▸ EXERCISE DIRECTIONS
Retype all of the entries word for word.

Point labeling examples
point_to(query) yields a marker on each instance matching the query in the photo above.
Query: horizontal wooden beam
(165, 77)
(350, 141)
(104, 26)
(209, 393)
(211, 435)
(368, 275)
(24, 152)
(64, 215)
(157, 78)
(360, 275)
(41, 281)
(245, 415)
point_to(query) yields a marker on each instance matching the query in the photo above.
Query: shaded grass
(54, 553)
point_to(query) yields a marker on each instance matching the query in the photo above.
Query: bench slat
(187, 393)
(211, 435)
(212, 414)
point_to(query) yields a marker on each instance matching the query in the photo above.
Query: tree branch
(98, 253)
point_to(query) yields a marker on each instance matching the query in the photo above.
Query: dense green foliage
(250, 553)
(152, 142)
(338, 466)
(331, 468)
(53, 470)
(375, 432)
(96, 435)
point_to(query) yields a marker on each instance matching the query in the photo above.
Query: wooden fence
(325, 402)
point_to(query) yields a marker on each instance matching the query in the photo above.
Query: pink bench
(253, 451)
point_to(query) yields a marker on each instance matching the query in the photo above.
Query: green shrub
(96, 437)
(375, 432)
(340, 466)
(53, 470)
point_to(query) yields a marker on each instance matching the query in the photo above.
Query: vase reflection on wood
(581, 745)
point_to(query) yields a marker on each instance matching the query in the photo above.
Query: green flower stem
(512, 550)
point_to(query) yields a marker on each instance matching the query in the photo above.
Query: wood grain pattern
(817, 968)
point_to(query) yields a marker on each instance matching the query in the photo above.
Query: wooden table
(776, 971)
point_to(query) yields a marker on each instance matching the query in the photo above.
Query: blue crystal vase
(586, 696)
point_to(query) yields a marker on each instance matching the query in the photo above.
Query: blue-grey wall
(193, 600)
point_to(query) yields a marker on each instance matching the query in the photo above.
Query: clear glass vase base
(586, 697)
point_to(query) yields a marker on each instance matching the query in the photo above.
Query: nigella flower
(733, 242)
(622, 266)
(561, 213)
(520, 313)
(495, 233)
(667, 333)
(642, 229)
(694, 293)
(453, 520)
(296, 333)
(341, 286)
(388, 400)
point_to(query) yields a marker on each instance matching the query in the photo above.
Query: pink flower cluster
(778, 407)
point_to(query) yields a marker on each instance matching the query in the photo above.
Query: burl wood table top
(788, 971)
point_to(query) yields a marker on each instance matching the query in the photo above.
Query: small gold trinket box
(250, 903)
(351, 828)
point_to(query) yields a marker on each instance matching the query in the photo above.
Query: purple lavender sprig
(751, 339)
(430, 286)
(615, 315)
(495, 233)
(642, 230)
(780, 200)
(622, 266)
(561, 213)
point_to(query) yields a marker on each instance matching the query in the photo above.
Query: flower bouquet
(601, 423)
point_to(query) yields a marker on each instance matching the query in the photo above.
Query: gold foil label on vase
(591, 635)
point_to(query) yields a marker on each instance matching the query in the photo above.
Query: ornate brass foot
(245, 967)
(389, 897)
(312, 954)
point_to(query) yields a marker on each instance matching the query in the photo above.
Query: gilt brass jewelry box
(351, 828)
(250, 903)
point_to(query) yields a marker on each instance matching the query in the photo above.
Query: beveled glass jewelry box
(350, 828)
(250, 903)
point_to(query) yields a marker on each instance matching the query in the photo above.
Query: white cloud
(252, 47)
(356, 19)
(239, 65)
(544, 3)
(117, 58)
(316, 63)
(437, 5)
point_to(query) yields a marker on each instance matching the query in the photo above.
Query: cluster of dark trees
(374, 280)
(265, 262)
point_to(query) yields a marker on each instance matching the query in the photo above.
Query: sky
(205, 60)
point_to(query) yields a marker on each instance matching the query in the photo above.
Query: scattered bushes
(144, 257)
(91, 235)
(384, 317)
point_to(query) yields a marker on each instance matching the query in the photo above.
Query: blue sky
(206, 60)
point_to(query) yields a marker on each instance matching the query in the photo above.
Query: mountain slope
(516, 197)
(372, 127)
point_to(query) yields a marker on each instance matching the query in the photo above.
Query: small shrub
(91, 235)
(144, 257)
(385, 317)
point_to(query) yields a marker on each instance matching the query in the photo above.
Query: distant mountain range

▸ RESULT
point_to(query) yields a marker on each instance matching the query in the photo above.
Query: horizontal wooden beam
(165, 77)
(350, 141)
(104, 26)
(209, 393)
(211, 435)
(368, 275)
(24, 152)
(64, 215)
(157, 78)
(360, 275)
(41, 281)
(245, 415)
point_to(query) yields a marker on each instance matching the query in the photo above.
Query: shaded grass
(54, 553)
point_to(query) yields a marker on each instance matching the query in the photo above.
Query: bench slat
(187, 393)
(211, 435)
(212, 414)
point_to(query) yields a marker on each instance matching the query in the photo above.
Query: tree branch
(98, 253)
point_to(query) yields a marker on each instance matching the query in the photo above.
Query: dense green foliage
(250, 553)
(152, 142)
(338, 466)
(331, 468)
(53, 470)
(375, 432)
(96, 435)
point_to(query) yields a marker on each instance matching the query in the photo above.
Query: wooden fence
(325, 402)
point_to(query) yields a marker on each instance matching the query in the photo above.
Query: pink bench
(253, 451)
point_to(query) yields a marker on each instance matching the query in the photo above.
Query: green shrub
(96, 437)
(375, 432)
(340, 466)
(53, 470)
point_to(query) yields a marker on each instance matching the query in the photo above.
Query: vase reflection on wood
(581, 745)
point_to(query) yields a marker on each instance matching the query in the photo above.
Query: green flower stem
(512, 550)
point_to(query) yields a marker on each instance matching the query in the photo above.
Query: wood grain pattern
(817, 968)
point_to(query) yields a marker on each instance matching the query in the photo above.
Query: wooden table
(776, 971)
point_to(query) yields a marker on each instance matching the query in the photo above.
Query: blue crystal vase
(586, 696)
point_to(query) yields a marker on each instance matching the query in the photo above.
Query: blue-grey wall
(193, 600)
point_to(query) yields a marker on each instance matching the query in the photo above.
Query: clear glass vase base
(586, 697)
point_to(query) yields a marker on each instance matching the query in the photo above.
Query: nigella flower
(733, 242)
(622, 266)
(561, 213)
(520, 313)
(495, 233)
(667, 333)
(642, 229)
(694, 293)
(453, 520)
(296, 333)
(341, 286)
(388, 400)
point_to(query) yields a marker on each instance matching the query in the photo above.
Query: pink flower cluster
(778, 407)
point_to(query) yields a marker on each instance matching the query in the photo above.
Query: burl wood table top
(788, 971)
point_to(query) yields a marker on each instance matching the query in the photo above.
Query: small gold trinket box
(250, 903)
(351, 828)
point_to(query) yields a marker on each instance matching the query in the photo above.
Query: purple lavender sprig
(751, 339)
(430, 286)
(615, 315)
(495, 233)
(642, 230)
(780, 200)
(622, 266)
(561, 213)
point_to(query) yields a marker on each instance matching the query in the photo above.
Query: flower bouquet
(601, 423)
point_to(query) yields a marker on each instance matching the query in the photo above.
Query: gold foil label on vase
(591, 635)
point_to(query) yields a marker on each instance matching the query in the photo above.
Query: ornate brass foot
(245, 967)
(389, 897)
(312, 954)
point_to(query) yields a marker on each instance matching the query in the photo above.
Query: gilt brass jewelry box
(351, 828)
(250, 903)
point_to(query) yields a marker on each instance matching the query in the photo above.
Query: beveled glass jewelry box
(350, 828)
(250, 903)
point_to(query) yields a marker on each instance matching the query in the photo above.
Query: white cloud
(252, 47)
(356, 19)
(239, 65)
(544, 3)
(117, 58)
(316, 63)
(437, 5)
point_to(query) yields a marker on each instance matching the query in the photo above.
Query: cluster of dark trees
(374, 280)
(265, 262)
point_to(query) yields a marker on each instance matching the query in the photo above.
Query: sky
(205, 60)
point_to(query) yields a marker on each instance matching the query in the photo above.
Query: scattered bushes
(144, 257)
(91, 235)
(384, 317)
point_to(query) yields a marker on each instance matching the query in the photo above.
Query: blue sky
(206, 60)
point_to(query) yields a marker on each instance matching the query in the photo above.
Query: mountain slope
(516, 197)
(372, 127)
point_to(query) yields a marker on each instance matching the query in the photo above.
Query: small shrub
(91, 235)
(144, 257)
(385, 317)
point_to(query) yields a marker on each instance matching the query in the photo above.
Query: distant mountain range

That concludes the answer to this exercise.